» **Stated exercise**
Give the stretch of entries from the line containing "Locate the green" through the line containing "xmin=509 ymin=647 xmax=534 ymax=676", both included, as a JSON list of strings with one string per line and blank lines left out. Leave the pictures out of the list.

» **Provided data**

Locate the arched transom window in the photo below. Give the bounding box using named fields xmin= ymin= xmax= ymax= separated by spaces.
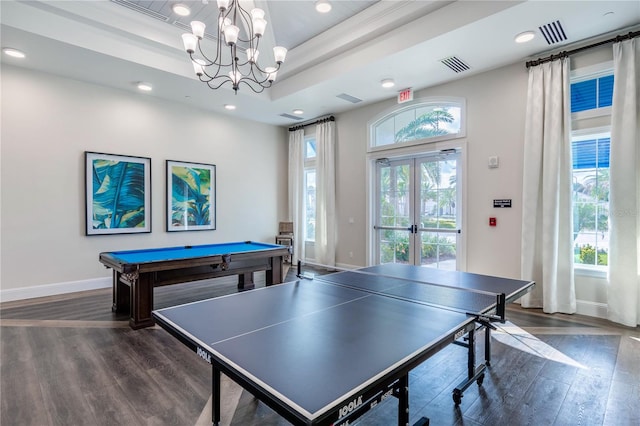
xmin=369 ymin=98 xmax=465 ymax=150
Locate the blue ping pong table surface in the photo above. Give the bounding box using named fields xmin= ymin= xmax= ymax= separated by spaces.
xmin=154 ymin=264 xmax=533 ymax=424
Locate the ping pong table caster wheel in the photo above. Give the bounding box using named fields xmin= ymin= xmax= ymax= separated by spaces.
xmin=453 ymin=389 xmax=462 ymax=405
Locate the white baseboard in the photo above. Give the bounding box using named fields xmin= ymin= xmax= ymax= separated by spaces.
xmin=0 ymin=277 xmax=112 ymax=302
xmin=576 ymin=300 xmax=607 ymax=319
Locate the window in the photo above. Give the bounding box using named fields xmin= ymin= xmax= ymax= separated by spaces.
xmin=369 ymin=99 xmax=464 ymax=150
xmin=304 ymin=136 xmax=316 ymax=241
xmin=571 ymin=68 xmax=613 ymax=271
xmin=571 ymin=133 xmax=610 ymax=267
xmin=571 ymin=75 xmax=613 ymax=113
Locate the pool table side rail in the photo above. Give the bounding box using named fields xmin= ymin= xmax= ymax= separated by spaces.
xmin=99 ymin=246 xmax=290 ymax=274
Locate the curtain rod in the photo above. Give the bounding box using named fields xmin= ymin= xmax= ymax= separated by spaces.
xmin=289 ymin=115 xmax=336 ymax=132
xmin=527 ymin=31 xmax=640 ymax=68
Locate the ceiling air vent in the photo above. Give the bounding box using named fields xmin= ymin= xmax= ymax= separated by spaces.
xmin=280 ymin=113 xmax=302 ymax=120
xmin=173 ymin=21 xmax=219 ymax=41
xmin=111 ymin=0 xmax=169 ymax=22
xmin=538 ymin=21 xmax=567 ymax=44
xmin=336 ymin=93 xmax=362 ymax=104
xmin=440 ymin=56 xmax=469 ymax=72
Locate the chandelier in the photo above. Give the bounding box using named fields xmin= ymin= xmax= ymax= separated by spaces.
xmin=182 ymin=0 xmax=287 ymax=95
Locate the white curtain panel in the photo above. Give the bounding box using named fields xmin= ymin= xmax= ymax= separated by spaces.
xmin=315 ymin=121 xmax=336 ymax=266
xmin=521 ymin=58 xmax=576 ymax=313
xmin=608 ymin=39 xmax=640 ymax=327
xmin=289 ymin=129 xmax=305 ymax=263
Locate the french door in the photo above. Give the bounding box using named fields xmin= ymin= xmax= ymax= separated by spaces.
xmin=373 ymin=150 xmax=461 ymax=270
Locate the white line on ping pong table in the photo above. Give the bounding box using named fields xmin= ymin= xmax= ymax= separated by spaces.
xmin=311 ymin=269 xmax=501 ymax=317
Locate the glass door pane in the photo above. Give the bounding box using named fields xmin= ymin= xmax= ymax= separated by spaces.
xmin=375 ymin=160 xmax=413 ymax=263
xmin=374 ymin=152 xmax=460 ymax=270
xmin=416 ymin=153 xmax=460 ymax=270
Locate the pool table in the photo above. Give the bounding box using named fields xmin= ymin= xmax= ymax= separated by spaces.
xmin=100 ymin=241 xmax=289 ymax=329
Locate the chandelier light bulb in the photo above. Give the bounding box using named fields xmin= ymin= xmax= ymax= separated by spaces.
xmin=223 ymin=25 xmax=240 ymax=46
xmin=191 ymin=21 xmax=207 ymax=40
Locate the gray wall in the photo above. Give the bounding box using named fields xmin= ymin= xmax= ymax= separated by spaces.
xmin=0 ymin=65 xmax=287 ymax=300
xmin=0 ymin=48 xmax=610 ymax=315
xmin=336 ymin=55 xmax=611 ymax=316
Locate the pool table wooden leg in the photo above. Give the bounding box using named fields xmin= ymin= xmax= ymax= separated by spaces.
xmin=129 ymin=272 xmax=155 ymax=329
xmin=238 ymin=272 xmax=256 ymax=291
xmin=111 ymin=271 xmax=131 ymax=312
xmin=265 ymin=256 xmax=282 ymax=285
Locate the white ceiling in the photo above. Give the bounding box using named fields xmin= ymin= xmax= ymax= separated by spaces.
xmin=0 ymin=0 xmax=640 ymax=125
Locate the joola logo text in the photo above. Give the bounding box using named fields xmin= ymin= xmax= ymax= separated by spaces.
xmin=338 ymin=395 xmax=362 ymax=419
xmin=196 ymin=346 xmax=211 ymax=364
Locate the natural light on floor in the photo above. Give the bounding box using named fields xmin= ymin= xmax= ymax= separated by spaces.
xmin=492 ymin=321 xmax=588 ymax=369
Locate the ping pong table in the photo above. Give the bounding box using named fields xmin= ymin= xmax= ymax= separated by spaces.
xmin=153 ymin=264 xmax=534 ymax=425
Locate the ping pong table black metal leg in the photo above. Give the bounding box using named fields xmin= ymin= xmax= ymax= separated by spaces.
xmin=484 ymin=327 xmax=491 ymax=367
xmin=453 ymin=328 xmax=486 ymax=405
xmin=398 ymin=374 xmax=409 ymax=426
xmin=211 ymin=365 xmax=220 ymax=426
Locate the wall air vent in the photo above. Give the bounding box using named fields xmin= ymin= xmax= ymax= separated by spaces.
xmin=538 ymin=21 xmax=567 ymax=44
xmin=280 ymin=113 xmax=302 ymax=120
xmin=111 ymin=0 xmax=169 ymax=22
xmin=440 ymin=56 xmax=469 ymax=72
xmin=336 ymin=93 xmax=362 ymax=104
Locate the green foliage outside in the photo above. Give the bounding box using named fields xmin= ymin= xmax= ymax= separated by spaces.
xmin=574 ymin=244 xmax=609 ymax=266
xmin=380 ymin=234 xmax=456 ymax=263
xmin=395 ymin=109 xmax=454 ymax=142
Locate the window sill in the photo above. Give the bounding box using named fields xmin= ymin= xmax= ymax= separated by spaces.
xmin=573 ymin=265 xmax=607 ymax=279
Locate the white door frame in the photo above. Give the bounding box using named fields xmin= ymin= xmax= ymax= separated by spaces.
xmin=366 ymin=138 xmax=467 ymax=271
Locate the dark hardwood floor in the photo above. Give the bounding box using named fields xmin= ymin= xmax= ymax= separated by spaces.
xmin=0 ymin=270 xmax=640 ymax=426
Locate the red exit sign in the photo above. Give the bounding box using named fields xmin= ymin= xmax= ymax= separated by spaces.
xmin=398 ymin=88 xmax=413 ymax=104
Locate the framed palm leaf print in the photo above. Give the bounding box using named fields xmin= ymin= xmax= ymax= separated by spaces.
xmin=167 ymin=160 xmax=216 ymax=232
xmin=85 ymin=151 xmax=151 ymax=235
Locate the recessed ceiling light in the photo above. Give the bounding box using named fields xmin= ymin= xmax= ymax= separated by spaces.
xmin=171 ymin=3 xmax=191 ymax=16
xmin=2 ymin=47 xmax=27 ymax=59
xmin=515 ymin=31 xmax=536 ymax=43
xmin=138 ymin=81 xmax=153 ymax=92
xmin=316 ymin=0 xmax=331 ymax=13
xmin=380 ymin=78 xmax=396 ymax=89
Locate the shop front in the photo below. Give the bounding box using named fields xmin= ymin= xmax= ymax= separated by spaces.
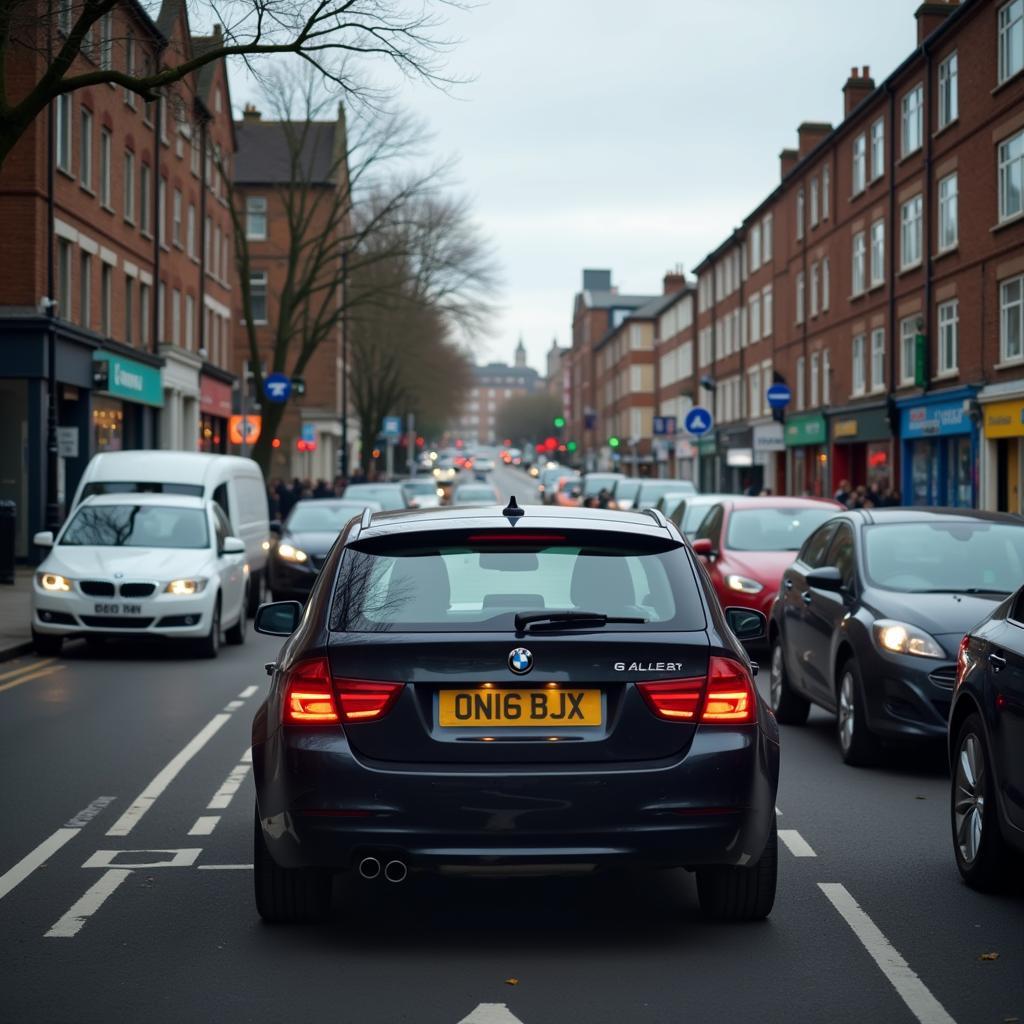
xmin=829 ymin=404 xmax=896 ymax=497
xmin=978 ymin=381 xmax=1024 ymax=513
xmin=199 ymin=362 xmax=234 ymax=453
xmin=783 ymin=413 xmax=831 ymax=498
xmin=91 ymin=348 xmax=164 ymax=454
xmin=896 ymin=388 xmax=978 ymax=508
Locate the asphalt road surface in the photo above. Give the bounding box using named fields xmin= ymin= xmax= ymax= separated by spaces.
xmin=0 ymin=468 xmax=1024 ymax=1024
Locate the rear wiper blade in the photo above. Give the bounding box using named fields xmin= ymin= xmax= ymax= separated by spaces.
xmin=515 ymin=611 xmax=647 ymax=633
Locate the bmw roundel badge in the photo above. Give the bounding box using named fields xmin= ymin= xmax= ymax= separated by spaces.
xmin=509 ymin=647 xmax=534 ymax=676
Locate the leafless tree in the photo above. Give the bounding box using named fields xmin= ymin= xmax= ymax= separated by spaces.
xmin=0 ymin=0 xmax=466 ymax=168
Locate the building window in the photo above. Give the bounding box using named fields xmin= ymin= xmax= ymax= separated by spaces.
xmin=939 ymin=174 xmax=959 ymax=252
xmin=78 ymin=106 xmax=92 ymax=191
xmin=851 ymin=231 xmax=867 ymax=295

» **Finished task**
[
  "Locate the green foliage outside in the photo above. Give the bounding box using named fields xmin= ymin= xmax= ymax= separated by spaces.",
  "xmin=574 ymin=244 xmax=609 ymax=266",
  "xmin=380 ymin=234 xmax=456 ymax=263",
  "xmin=395 ymin=109 xmax=454 ymax=142",
  "Locate the window sill in the photo above. Give the bounding box using named fields xmin= ymin= xmax= ymax= separated by spaces.",
  "xmin=573 ymin=265 xmax=607 ymax=279",
  "Locate the white door frame in the photo above. Give the bounding box using named fields xmin= ymin= xmax= ymax= separated by spaces.",
  "xmin=366 ymin=138 xmax=467 ymax=271",
  "Locate the dark hardwood floor in the photo above. Give the bounding box using named fields xmin= ymin= xmax= ymax= separated by spaces.",
  "xmin=0 ymin=270 xmax=640 ymax=426",
  "Locate the red exit sign in the photo above. Give the bounding box using named fields xmin= ymin= xmax= ymax= separated by spaces.",
  "xmin=398 ymin=88 xmax=413 ymax=104",
  "Locate the framed palm leaf print in the photo above. Give the bounding box using named fields xmin= ymin= xmax= ymax= separated by spaces.",
  "xmin=167 ymin=160 xmax=216 ymax=232",
  "xmin=85 ymin=151 xmax=151 ymax=235",
  "Locate the recessed ceiling light in the photo above. Give the bounding box using named fields xmin= ymin= xmax= ymax= separated by spaces.",
  "xmin=171 ymin=3 xmax=191 ymax=16",
  "xmin=2 ymin=47 xmax=27 ymax=59",
  "xmin=515 ymin=31 xmax=536 ymax=43",
  "xmin=138 ymin=81 xmax=153 ymax=92",
  "xmin=316 ymin=0 xmax=331 ymax=13",
  "xmin=380 ymin=78 xmax=396 ymax=89",
  "Locate the shop front in the photo below. Give the bounding box using named fields xmin= ymin= xmax= ymax= separated by spaces.",
  "xmin=829 ymin=404 xmax=896 ymax=497",
  "xmin=978 ymin=381 xmax=1024 ymax=513",
  "xmin=199 ymin=362 xmax=234 ymax=453",
  "xmin=783 ymin=413 xmax=831 ymax=498",
  "xmin=91 ymin=348 xmax=164 ymax=454",
  "xmin=896 ymin=388 xmax=978 ymax=508",
  "Locate the asphalt road surface in the photo above. Give the bounding box using named fields xmin= ymin= xmax= ymax= separated by spaces.",
  "xmin=0 ymin=468 xmax=1024 ymax=1024",
  "Locate the rear wiper blade in the photo above. Give the bounding box using named fields xmin= ymin= xmax= ymax= separated by spaces.",
  "xmin=515 ymin=611 xmax=647 ymax=633",
  "Locate the bmw roundel badge in the photo above. Give the bounding box using named fields xmin= ymin= xmax= ymax= separated by spaces.",
  "xmin=509 ymin=647 xmax=534 ymax=676"
]